Exercise:
Nothing should be left out: output all of the entries exactly.

Input for this task:
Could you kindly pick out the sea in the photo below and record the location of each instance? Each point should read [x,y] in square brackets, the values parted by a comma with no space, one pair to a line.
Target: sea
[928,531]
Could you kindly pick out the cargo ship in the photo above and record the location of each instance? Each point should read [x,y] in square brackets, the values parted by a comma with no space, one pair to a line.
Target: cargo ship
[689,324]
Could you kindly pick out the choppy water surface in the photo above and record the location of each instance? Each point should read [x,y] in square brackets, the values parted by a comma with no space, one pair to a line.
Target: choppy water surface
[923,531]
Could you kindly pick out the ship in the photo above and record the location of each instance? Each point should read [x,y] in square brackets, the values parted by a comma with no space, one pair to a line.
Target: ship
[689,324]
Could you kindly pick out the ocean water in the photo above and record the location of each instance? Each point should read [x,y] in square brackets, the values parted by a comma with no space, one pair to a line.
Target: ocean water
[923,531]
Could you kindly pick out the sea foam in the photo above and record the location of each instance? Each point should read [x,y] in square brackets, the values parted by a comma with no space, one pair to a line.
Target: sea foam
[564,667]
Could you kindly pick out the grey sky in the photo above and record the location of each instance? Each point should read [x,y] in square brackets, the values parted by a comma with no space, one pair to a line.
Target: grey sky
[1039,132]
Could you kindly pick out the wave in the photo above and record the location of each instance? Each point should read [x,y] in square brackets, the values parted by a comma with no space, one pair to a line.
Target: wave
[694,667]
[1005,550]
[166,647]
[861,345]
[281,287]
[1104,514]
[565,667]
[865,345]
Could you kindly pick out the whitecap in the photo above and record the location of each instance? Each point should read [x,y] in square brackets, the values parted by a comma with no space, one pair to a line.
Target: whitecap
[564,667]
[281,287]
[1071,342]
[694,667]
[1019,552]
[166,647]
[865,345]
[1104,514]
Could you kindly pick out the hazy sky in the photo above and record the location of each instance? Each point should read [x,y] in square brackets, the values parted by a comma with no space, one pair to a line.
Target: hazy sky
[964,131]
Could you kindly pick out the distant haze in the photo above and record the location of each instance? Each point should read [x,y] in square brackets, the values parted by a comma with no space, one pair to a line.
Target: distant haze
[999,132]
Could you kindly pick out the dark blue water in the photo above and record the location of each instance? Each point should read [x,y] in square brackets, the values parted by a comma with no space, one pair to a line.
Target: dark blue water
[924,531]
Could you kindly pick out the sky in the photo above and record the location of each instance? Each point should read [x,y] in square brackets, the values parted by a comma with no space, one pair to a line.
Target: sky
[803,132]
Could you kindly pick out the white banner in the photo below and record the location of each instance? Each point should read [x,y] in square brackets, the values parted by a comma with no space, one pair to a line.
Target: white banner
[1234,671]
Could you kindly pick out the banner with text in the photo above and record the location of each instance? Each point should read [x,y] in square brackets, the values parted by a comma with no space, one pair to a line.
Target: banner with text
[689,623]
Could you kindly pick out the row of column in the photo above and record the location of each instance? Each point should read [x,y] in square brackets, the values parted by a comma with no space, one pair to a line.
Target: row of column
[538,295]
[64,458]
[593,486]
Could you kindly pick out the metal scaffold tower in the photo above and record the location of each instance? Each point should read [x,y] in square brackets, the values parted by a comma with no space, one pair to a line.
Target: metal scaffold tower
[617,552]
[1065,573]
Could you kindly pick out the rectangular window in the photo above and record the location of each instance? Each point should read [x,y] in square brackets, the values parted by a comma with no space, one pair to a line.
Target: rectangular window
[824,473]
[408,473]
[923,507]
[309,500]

Answer to the exercise:
Could you kindly pick out the sea in the photo below and record the location of each instance? Each point should read [x,y] in square brackets, the values parted by a comma with no space, one pair to a line.
Target: sea
[928,531]
Could you kindly pick out the cargo ship in the photo above and record the location of each instance? Each point should read [x,y] in square brackets, the values parted by a comma with no space, one pair to a line.
Target: cargo ship
[689,324]
Could you kindly pick out the choppy water surface in the photo above and record the location of each instance? Each point should read [x,y] in square brackets, the values parted by a comma with no space, one pair to a line.
Target: choppy water surface
[923,531]
Could you kindly pick out the ship in the photo above and record the location of each instance? Each point should read [x,y] in square brackets, the values parted by a comma with no space, one pair to a line.
Target: ship
[689,324]
Could you kindly pick out the ocean water in the photo above and record the location of each instance? Each point should read [x,y] in square brackets, the values parted by a comma with no space, one pair to a line.
Target: ocean water
[923,531]
Could you kindly pick out the sea foam in the photo above and record the location of each instance? Each point should read [x,y] in square brackets, the values parted by a comma with no space, one pair to a line.
Target: sea foam
[564,667]
Could you kindly pick out the grey sky in the photo above and record the location of each instance? Each point should read [x,y] in square brackets, the values parted by a comma with no space, one pair to a line.
Target: grey sky
[1039,132]
Could you kindly pick out the wave in the photo above and record the location of each instance? Each point should read [x,y] in square brackets, the values parted by a comma with no space, one pair to a line.
Target: wave
[694,667]
[1005,550]
[166,647]
[861,345]
[281,287]
[1104,514]
[565,667]
[865,345]
Could you kindly pick out the whitecap in the photo above and record the location of each instance? Each point should read [x,y] in square brackets, the values parted by a comma with no space, one pair to a line.
Target: whitecap
[564,667]
[281,287]
[1071,342]
[694,667]
[1019,552]
[166,647]
[865,345]
[1104,514]
Could you kindly pick out the hazy sky in the photo above and record the location of each instance? Each point should read [x,y] in square brackets, the values parted by a comma with no space, one pair to a line.
Target: hazy sky
[964,131]
Could you kindly pick out the distant haze in the photo above and record the location of each instance? Each point should read [x,y] in square brackets, the values parted by a comma with no space, one pair to a line.
Target: distant haze
[999,132]
Could you kindly pick out the dark blue water in the photo above and record the location of each instance? Each point should read [x,y] in square brackets, the values parted by a comma with no space, one pair to a line.
Target: dark blue water
[924,531]
Could you kindly pick out the sky in the photo above and record the location of each instance? Each point should read [x,y] in square brackets, the values parted by a comma with no space, one pair to a line.
Target: sky
[803,132]
Could you kindly pick out the white banner in the photo below and record the location of each instance? Each point should read [x,y] in square brackets, the values parted by a comma with no space, one pair to a line.
Target: white banner
[1234,671]
Could you kindly pick out the banner with text in the photo above and record the location of each instance? Each point should read [x,y] in square brackets, the values parted by a comma with no space, one pair to a line.
Target: banner with text
[689,623]
Could you kindly pick out the row of column in the photo above and record the location of each instance? Each point should read [x,y] in square brackets, the values parted by a comma with no space, one pair to a line.
Target: row of column
[538,295]
[64,458]
[593,486]
Could you kindly pick out the metal scaffold tower in the photo above and record the location of each instance? Each point should read [x,y] in square brackets, the values parted by a comma with no space, one pair to a line.
Target: metal scaffold tower
[617,552]
[1065,573]
Could you kindly pick out the rectangular window in the photo above and record the location of each instance? Each point should read [x,y] in square brackets, the values parted by a comma with no space, one pair to a line.
Target: rectangular window
[824,473]
[408,473]
[923,507]
[309,500]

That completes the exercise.